◆ **Trecho selecionado**
"""

Nesta entrevista, publicada parcialmente na “Folha de S. Paulo”, Marcelo declara-se fã tardio de mestres do swing e do jazz clássico, como o saxofonista Ben Webster (1909-1973), os trompetistas Harry Edison (1915-1999) e Charlie Shavers (1920-1971) ou o baterista Joe Jones (1911-1985). E faz comentários que revelam sua intimidade com o estilo musical desses jazzistas.

Mas não pense que, nos palcos e estúdios, o irreverente cantor e guitarrista baiano mudou de estilo musical. Ele acaba de lançar “Hoje no Bolshoi”, CD duplo gravado ao vivo, num show em Goiânia, que também chega às lojas na versão DVD e, em breve, Blu-ray. Nessa gravação, Marcelo revê suas três décadas de carreira musical, incluindo alguns de seus sucessos e duas canções inéditas. 




 
É verdade que você tem ouvido muito jazz nos últimos anos?
Marcelo Nova - Sou um jazzmaníaco tardio. No final da década de 70, na Bahia, trabalhei na programação da Aratu FM. Na madrugada, eu tocava um disco de Ben Webster (no video acima), saxofonista com um timbre rude, que eu adorava mesmo sem conhecer nada de jazz. Mas logo comecei a ouvir Sex Pistols, formei o Camisa de Vênus e me afastei do tal do jazz. Uns anos atrás, por acaso, vi numa loja um disco do Ben Webster, que levei para casa. Não sei como pude ficar tanto tempo sem ouvir esse cara. Comecei a comprar todos os discos dele e dos caras que tocavam com ele. Ao contrário do rock and roll, que eu descobri aos 9 anos, descobri o jazz já depois dos 50. Como cheguei ao jazz com muito atraso, passei a comprar disco adoidado.

"""

◆ **Seção de dados**
"""

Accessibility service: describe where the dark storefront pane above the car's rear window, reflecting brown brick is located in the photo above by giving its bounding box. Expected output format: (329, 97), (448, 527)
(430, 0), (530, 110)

"""

◆ **Problema**
Indique, com base no trecho selecionado, em que cidade foi gravado ao vivo o show que deu origem a “Hoje no Bolshoi”.

◆ **Solução escrita**
O show foi gravado em Goiânia.